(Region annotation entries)
++++

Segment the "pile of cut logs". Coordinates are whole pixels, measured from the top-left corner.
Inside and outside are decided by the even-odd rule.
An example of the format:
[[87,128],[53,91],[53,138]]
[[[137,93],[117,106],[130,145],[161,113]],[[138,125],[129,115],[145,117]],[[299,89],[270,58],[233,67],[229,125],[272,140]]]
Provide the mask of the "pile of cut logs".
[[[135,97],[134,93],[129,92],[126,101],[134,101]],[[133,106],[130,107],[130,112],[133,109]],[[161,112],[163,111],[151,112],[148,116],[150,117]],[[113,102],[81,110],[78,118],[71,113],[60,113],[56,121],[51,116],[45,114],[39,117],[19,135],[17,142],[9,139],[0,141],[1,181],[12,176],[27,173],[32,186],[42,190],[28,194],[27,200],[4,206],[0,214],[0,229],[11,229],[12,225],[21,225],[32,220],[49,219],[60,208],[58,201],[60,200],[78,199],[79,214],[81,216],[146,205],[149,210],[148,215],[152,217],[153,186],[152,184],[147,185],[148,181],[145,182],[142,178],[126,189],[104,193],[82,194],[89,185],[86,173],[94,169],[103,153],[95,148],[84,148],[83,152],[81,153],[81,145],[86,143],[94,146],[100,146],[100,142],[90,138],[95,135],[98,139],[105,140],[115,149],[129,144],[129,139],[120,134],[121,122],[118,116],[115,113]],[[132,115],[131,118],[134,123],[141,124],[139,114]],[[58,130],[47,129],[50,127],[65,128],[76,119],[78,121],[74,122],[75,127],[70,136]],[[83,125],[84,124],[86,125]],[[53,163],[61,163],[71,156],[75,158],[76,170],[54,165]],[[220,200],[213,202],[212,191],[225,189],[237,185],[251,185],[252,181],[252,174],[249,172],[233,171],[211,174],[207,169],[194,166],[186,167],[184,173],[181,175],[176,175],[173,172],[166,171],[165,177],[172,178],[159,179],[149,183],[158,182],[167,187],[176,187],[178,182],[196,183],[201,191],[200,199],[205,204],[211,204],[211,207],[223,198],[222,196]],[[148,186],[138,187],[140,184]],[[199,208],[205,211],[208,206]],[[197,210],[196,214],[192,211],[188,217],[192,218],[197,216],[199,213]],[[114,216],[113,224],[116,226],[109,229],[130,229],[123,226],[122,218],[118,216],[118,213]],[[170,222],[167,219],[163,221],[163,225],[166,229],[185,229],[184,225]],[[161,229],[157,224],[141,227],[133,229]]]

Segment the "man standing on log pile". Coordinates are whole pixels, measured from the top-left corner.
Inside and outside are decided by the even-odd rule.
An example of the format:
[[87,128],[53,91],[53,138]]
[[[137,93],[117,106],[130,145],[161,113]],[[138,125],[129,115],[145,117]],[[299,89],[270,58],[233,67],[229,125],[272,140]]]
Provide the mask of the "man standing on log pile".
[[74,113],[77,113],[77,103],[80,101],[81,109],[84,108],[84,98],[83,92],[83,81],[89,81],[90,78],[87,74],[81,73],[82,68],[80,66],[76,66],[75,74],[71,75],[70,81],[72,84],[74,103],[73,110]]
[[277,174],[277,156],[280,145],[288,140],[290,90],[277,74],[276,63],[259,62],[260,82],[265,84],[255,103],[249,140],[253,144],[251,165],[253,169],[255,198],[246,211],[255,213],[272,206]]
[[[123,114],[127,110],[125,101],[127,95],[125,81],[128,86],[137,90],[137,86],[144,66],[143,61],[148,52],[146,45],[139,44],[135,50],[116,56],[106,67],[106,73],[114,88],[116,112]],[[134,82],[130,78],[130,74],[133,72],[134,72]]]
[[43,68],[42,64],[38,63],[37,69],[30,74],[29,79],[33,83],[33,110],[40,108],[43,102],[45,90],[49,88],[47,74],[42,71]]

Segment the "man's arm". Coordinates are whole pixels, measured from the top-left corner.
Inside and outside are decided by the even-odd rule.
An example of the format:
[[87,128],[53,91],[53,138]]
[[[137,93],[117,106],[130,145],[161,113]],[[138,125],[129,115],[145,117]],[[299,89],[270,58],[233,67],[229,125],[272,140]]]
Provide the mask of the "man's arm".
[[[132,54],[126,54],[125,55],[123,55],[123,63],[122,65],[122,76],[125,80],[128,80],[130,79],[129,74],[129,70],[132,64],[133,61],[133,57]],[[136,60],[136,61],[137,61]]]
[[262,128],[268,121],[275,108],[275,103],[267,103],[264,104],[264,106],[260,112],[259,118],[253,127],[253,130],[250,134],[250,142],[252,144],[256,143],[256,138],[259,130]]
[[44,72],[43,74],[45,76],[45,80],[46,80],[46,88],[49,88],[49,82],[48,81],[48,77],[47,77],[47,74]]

++++

▶ [Given instruction]:
Repeat every line of the material exactly as given.

▶ [Exercise solution]:
Segment the "pile of cut logs". Coordinates are whole pixels, measured from the top-left corner.
Inside and outside are decided by the even-odd rule.
An example of the format:
[[87,128],[53,91],[53,138]]
[[[137,93],[117,106],[130,145],[161,113]],[[138,125],[129,115],[145,117]],[[299,89],[270,58],[233,67],[229,125],[272,140]]]
Provide the mask of the "pile of cut logs".
[[[135,97],[134,93],[129,92],[126,101],[134,101]],[[133,106],[130,107],[130,112],[133,109]],[[161,112],[163,111],[151,112],[148,116],[150,117]],[[113,102],[81,110],[78,118],[71,113],[60,113],[56,121],[51,116],[45,114],[39,117],[19,135],[17,142],[9,139],[0,141],[1,181],[12,176],[27,173],[32,186],[42,190],[28,194],[27,200],[4,206],[0,214],[0,229],[11,229],[12,225],[21,225],[32,220],[49,219],[60,208],[58,201],[60,200],[78,199],[79,214],[81,216],[146,205],[149,210],[148,215],[152,217],[153,186],[152,184],[147,185],[148,181],[145,182],[142,178],[126,189],[104,193],[82,194],[89,185],[86,173],[94,169],[103,153],[95,148],[84,148],[83,152],[81,153],[81,145],[86,143],[94,146],[100,146],[100,142],[90,138],[95,135],[98,139],[105,140],[115,149],[129,144],[129,139],[120,134],[121,122],[118,116],[115,113]],[[132,115],[131,118],[134,123],[141,124],[139,114]],[[58,130],[47,129],[50,127],[65,128],[76,119],[78,121],[74,122],[75,127],[70,136]],[[83,125],[84,124],[86,125]],[[53,163],[61,163],[71,156],[75,158],[76,170],[54,165]],[[220,200],[213,202],[212,191],[225,189],[237,185],[251,185],[252,181],[252,174],[249,172],[233,171],[211,174],[207,169],[194,166],[186,167],[184,173],[181,175],[176,175],[173,172],[166,171],[165,177],[172,178],[159,179],[149,183],[158,182],[167,187],[176,187],[178,182],[196,183],[201,191],[200,199],[205,204],[211,204],[211,207],[223,198],[222,196]],[[148,186],[138,187],[140,184]],[[199,208],[205,211],[208,206]],[[197,210],[196,214],[192,211],[188,217],[192,218],[197,216],[199,213]],[[114,216],[113,224],[116,226],[109,229],[130,229],[123,226],[122,218],[118,216],[118,213]],[[170,222],[167,219],[163,221],[163,225],[166,229],[185,229],[184,225]],[[161,229],[157,224],[141,227],[133,229]]]

Segment the "man standing on log pile". Coordinates are whole pixels, measured from the top-left corner.
Inside and outside are decided by the even-odd rule.
An example of the format:
[[87,128],[53,91],[53,138]]
[[[137,93],[117,106],[130,145],[161,113]],[[138,125],[129,115],[145,117]],[[299,89],[270,58],[233,67],[229,125],[272,140]]]
Provide the mask of the "man standing on log pile".
[[74,113],[77,113],[77,103],[80,101],[81,109],[84,108],[84,98],[83,92],[83,81],[89,81],[90,78],[87,74],[81,73],[82,68],[80,66],[76,66],[75,74],[71,75],[70,81],[72,84],[74,103],[73,110]]
[[277,174],[277,156],[280,145],[288,140],[290,90],[277,74],[276,63],[259,62],[260,82],[265,84],[255,103],[249,140],[253,144],[251,165],[253,169],[255,198],[246,211],[255,213],[272,206]]
[[[123,114],[127,110],[125,101],[127,95],[125,81],[128,86],[137,90],[137,86],[144,66],[143,61],[148,52],[146,45],[139,44],[135,50],[116,56],[106,67],[106,73],[114,88],[116,112]],[[134,82],[130,78],[130,74],[133,72],[134,72]]]
[[43,68],[42,64],[38,63],[37,69],[30,74],[29,79],[33,83],[33,110],[40,108],[43,102],[45,90],[49,88],[47,74],[42,71]]

Segment the "man's arm". Coordinates are whole pixels, measured from the top-left corner.
Inside and outside are decided by the even-odd rule.
An example of the format:
[[87,128],[53,91],[53,138]]
[[[137,93],[117,106],[130,145],[161,113]],[[138,125],[129,115],[145,117]],[[299,89],[270,58],[233,67],[229,125],[272,140]]]
Provide the mask of the "man's arm".
[[[132,54],[126,54],[125,55],[123,55],[123,63],[122,65],[122,76],[125,80],[128,80],[130,79],[129,74],[129,70],[132,64],[133,61],[133,57]],[[136,60],[136,61],[137,61]]]
[[262,128],[268,121],[275,108],[275,103],[267,103],[264,104],[264,106],[260,112],[259,118],[253,127],[253,130],[250,134],[250,142],[252,144],[256,143],[256,138],[259,130]]
[[44,72],[43,74],[45,76],[45,80],[46,80],[46,88],[49,88],[49,82],[48,81],[48,77],[47,77],[47,74]]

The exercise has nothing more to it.